Can you arrange all the lines below as a Markdown table with the columns "Row" and "Text", numbering each row and leaving out blank lines?

===== INPUT MATERIAL =====

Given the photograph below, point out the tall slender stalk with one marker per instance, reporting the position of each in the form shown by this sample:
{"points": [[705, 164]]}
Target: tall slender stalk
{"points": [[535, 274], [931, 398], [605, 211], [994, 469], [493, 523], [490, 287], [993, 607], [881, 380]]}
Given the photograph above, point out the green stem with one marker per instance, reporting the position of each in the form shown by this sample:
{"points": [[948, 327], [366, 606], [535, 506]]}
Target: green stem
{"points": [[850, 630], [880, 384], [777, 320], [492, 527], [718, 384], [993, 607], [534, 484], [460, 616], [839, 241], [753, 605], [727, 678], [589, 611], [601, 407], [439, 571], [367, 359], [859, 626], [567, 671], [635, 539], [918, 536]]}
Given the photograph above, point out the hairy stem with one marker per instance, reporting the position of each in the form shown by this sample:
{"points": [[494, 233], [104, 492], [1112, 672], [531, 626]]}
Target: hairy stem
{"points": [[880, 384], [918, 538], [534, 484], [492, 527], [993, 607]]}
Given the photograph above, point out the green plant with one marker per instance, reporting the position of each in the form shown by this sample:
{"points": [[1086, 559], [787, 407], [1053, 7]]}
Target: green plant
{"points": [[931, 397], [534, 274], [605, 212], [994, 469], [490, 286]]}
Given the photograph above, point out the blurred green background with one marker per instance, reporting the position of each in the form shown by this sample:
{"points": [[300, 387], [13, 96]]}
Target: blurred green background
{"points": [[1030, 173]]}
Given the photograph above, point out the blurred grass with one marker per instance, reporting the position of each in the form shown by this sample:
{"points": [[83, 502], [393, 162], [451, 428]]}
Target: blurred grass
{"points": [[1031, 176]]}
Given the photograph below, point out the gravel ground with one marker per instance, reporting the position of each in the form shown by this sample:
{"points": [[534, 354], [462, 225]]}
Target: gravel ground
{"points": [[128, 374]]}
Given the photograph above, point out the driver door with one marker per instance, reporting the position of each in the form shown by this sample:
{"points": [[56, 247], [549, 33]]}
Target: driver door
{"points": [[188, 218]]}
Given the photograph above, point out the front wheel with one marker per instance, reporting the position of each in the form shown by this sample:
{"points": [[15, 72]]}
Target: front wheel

=====

◆ **EXERCISE SOLUTION**
| Row | Text |
|---|---|
| 1 | Given the photograph below, point out the tall slender stalk with one marker per instance, reporting the position of each in the form shown by this sample: |
| 2 | {"points": [[705, 164]]} |
| 3 | Target: tall slender stalk |
| 4 | {"points": [[535, 274], [931, 398], [605, 211], [994, 469], [493, 523], [490, 287], [993, 607], [881, 380]]} |
| 5 | Given the photograph above, point out the green stem with one marker per instance, reporting the position of each in the form shown by this sample: |
| 6 | {"points": [[948, 327], [366, 606], [535, 506]]} |
| 7 | Target: green stem |
| 8 | {"points": [[850, 630], [880, 384], [777, 320], [492, 527], [718, 384], [993, 607], [534, 484], [460, 616], [839, 241], [753, 605], [727, 678], [589, 611], [601, 407], [439, 571], [367, 359], [859, 626], [567, 671], [635, 539], [918, 536]]} |
| 9 | Given the photograph above, point out the hairy stem with one marker per instance, reporting the position of each in the form shown by this sample: |
| 10 | {"points": [[494, 233], [104, 492], [1112, 672], [531, 626]]} |
| 11 | Target: hairy stem |
| 12 | {"points": [[880, 384], [918, 538], [534, 484], [492, 527], [993, 607]]} |
| 13 | Given the photograph above, point out the green plant with one marker per instance, reporting the position of each in the form shown by this sample: |
| 14 | {"points": [[1086, 559], [787, 407], [1053, 7]]} |
| 15 | Target: green plant |
| 16 | {"points": [[931, 397], [534, 274], [605, 212], [994, 469], [490, 286]]} |
| 17 | Given the photograph above, point out the blurred green background with one marker per instance, reporting the position of each in the form shown by this sample: |
| 18 | {"points": [[300, 387], [13, 96]]} |
| 19 | Target: blurred green background |
| 20 | {"points": [[1030, 173]]} |
| 21 | Given the photograph above, point out the blurred grass with one marker per instance, reporting the position of each in the form shown by this sample: |
| 22 | {"points": [[83, 502], [393, 162], [451, 428]]} |
| 23 | Target: blurred grass |
| 24 | {"points": [[1031, 176]]} |
| 25 | Given the photograph below, point out the gravel ground with one marker per instance, reporting the position of each in the form shown by this sample: |
| 26 | {"points": [[534, 354], [462, 225]]} |
| 27 | Target: gravel ground |
| 28 | {"points": [[128, 374]]} |
| 29 | Given the photograph above, point out the driver door with one marker per instance, reporting the position of each in the form shown by this sample: |
| 30 | {"points": [[56, 247], [549, 33]]} |
| 31 | Target: driver door |
| 32 | {"points": [[188, 218]]} |
| 33 | Given the photograph above, point out the front wheel with one marker per instance, reporting the position of each in the form shown by this sample: |
| 34 | {"points": [[15, 72]]} |
| 35 | Target: front wheel |